▶ [LIST OF TASKS]
[a] Answer these questions from the passage on Twitter under Musk and Yaccarino, marking each answer to match:
(i) What term was trending on the platform on Aug. 10?
(ii) For how long did Twitter leave the illegal material up?
(iii) What was the name of the October 2022 Free Press report?
[b] Using the passage on Twitter under Musk and Yaccarino, explain in one to three sentences how the platform itself promoted the post showing an apparent underage girl.
[c] Write the next part of the passage on Twitter under Musk and Yaccarino, starting after its last sentence.

▶ [SUPPLIED PASSAGE]
It took me less than five minutes on the platform to find content that was both against the law and extremely awful (Trigger Warning): On Aug. 10, the day Yaccarino’s interview aired, the term “lesbian” was trending on the platform. On clicking through the link in the trending column, users were led to a timeline of promoted posts, including one that depicted what appeared to be an underage girl in a sexual act with an older man.
As of Friday, Twitter had removed the violative post and suspended the account, but only after leaving the illegal child sexual abuse material up for more than seven hours and actually promoting it via the platform’s trending-topics feature.
Twitter’s failure to enforce its rules predates Musk’s chaotic reign, as Free Press documented extensively in our October 2022 Empty Promises report. But under Musk and Yaccarino, the platform has gotten much, much worse — and no amount of PR from the new CEO is going to whitewash the poisonous reality users witness on the site daily.
Silencing speech
CNBC failed to press Yaccarino about Musk’s recent decision to enlist legions of lawyers and online trolls to intimidate and silence the Center for Countering Digital Hate. CCDH is one of the principal research groups that’s independently documented the toxic uptick in unhealthy platform content since Musk took over the platform last fall.

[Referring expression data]
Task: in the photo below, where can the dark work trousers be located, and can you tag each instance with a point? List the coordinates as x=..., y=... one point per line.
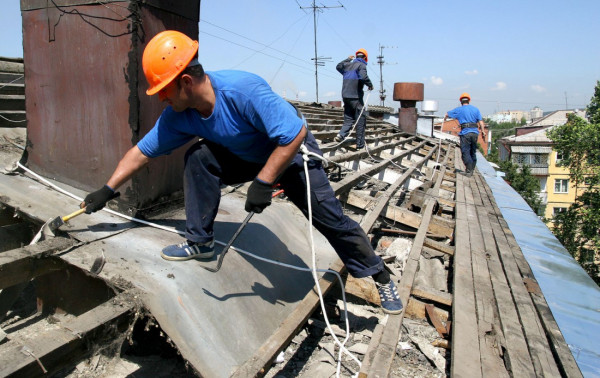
x=352, y=108
x=208, y=165
x=468, y=147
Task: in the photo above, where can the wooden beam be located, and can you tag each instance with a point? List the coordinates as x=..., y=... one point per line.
x=560, y=349
x=432, y=295
x=382, y=201
x=438, y=225
x=22, y=264
x=438, y=246
x=435, y=320
x=386, y=350
x=70, y=341
x=465, y=357
x=264, y=356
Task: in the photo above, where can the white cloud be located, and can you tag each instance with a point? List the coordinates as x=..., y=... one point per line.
x=436, y=80
x=538, y=88
x=500, y=86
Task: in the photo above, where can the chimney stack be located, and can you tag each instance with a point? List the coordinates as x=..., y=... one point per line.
x=408, y=94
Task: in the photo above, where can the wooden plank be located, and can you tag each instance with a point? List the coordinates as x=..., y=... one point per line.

▶ [ANSWERS IN ORDER]
[a]
(i) "Lesbian"
(ii) More than seven hours
(iii) Empty Promises

[b] On Aug. 10 the term "lesbian" was trending, and clicking the link in the trending column took users to a timeline of promoted posts that included this one. Twitter promoted it through its trending-topics feature.

[c]
Yaccarino also takes Musk’s hollow free-speech rhetoric on faith. She ignores his history of blocking the speech of those he disagrees with. And it’s likely she’d have nothing to say about how Musk has helped repressive regimes censor dissident voices, banned reporters from the platform and attempted to bully his critics like CCDH into silence.
Yaccarino claims that she and Musk are “brought together” by their “joint belief in free expression and the importance of that being a foundational core value of the company.” This would be laughable if it weren't so offensive.
In the full interview, Yaccarino claims that three out of four users feel “good” or “great” using Twitter, which doesn’t jibe with the USC polling cited above or with a recent survey by the Pew Research Center that shows that large numbers of users have left the platform, taken a break from it or plan to leave it.
Why are media giving Elon (and Linda) a pass?
And while CNBC’s (blue-check-subscribed) Eisen occasionally challenges the CEO’s spin, she seems to have bought in (literally) to the media malpractice of accepting Twitter’s rosy business pronouncements on face value.
About that, journalist Casey Newton last week wrote, “as a business, X — with its sinking ad revenues and dead-end subscription business — continues to decline in relevance.” Newton added that Musk commands influence over the public debate because the media too often devote breathless coverage to his every utterance.
In reality, Musk’s purchase of Twitter is among the worst business decisions of this century. Under Elon’s erratic reign, the platform has lost most of its value; Twitter now teeters on the brink of bankruptcy as it fails to pay its bills or make good on severance promises made to laid-off employees. According to marketing-analysis firm Pathmatics, more than 600 of Twitter’s top-1,000 advertisers have abandoned the platform, fearing that their brands wouldn’t be safe under Twitter’s unsteady leadership.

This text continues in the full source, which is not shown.